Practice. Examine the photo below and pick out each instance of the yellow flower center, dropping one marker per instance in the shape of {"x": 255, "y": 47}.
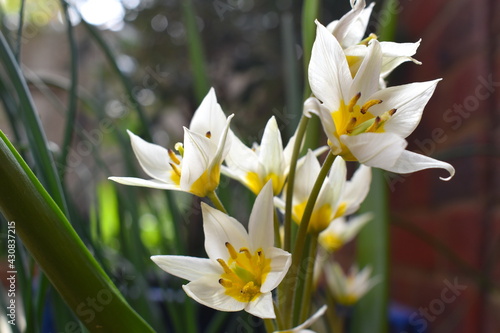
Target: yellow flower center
{"x": 353, "y": 119}
{"x": 255, "y": 183}
{"x": 320, "y": 217}
{"x": 244, "y": 273}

**YOUR TASK**
Turn every line of the records above into a numbered list, skipping blank lines and leaving out the pictures.

**ANSWER TO THE EXERCISE**
1. Practice. Examine the photo below and pick out each instance of the yellow flower center, dropping one marker per instance in the shape of {"x": 255, "y": 47}.
2. Target: yellow flower center
3. {"x": 353, "y": 119}
4. {"x": 255, "y": 183}
5. {"x": 320, "y": 217}
6. {"x": 244, "y": 273}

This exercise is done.